• **YOUR OBJECTIVE**: From the records that follow, copy every line in which "check" appears.

Segment Start: PROVIDED RECORDS

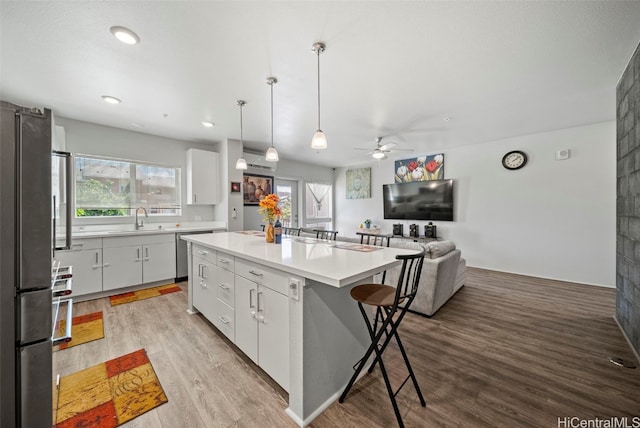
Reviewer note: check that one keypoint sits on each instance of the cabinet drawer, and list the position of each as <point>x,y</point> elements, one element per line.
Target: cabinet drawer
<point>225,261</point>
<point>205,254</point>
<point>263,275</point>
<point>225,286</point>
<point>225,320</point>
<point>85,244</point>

Segment End: PROVIDED RECORDS
Segment Start: PROVIDED RECORDS

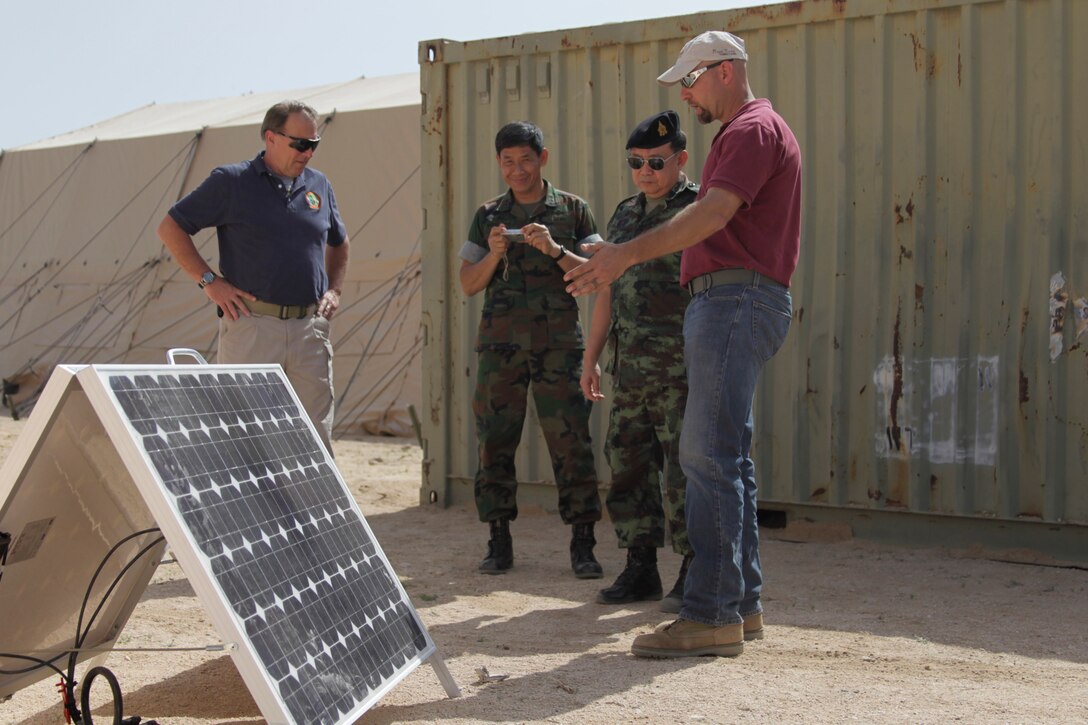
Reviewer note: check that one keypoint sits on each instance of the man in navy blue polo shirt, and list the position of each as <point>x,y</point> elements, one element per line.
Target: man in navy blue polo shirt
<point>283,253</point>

Segment End: PROVIDED RECORDS

• **FINISHED TASK**:
Reviewer note: check that one keypoint sits on each instance of the cabinet drawer, and list the position of each as <point>x,y</point> elements, one element per line.
Reviewer note: check that one keypoint sits on each instance of the man in navy blue polo shirt, and list the position of each as <point>x,y</point> elements, one element per line.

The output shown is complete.